Exercise objective: Please give back only the lines of the material below between the lines holding "Can you confirm" and "[234,172,315,218]", inclusive, with "dark window glass" switched to "tinted window glass" and nothing else changed.

Material for the task:
--- start ---
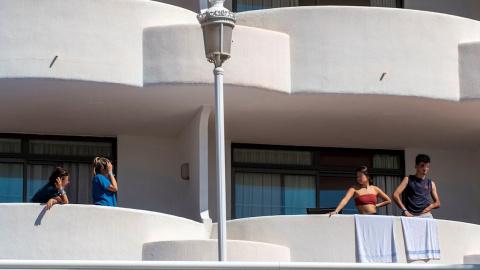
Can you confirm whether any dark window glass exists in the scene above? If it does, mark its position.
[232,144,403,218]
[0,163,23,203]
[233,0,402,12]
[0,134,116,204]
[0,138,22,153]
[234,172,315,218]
--- end ---
--- start ---
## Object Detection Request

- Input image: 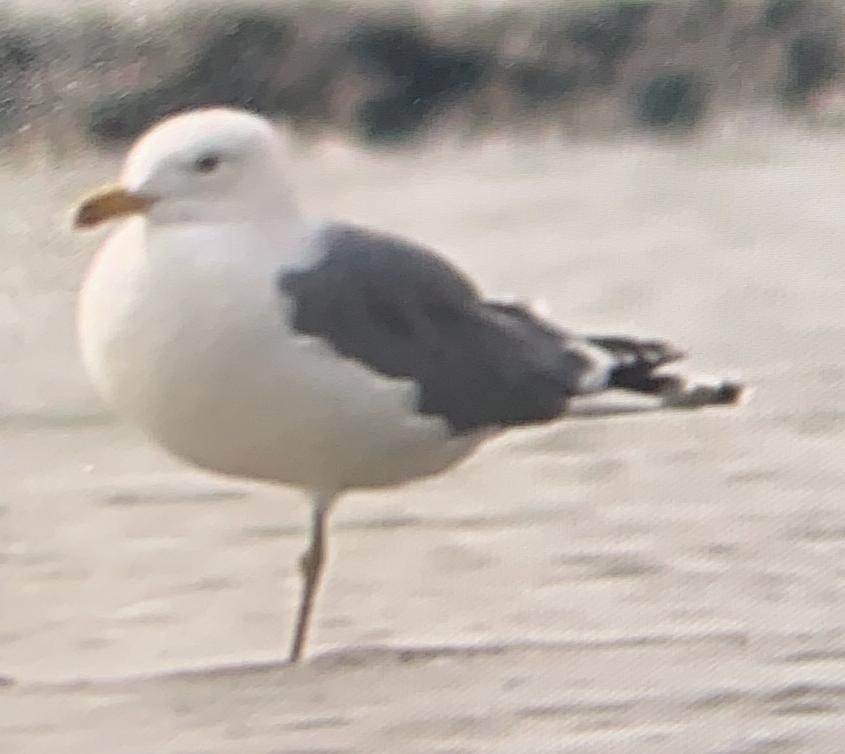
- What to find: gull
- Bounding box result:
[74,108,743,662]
--- end ---
Full output:
Can you confirm whether any tinted window glass exists in the scene above? If it does, mark its position.
[232,144,403,218]
[0,163,23,203]
[233,0,402,12]
[0,134,116,204]
[0,138,22,153]
[234,172,315,218]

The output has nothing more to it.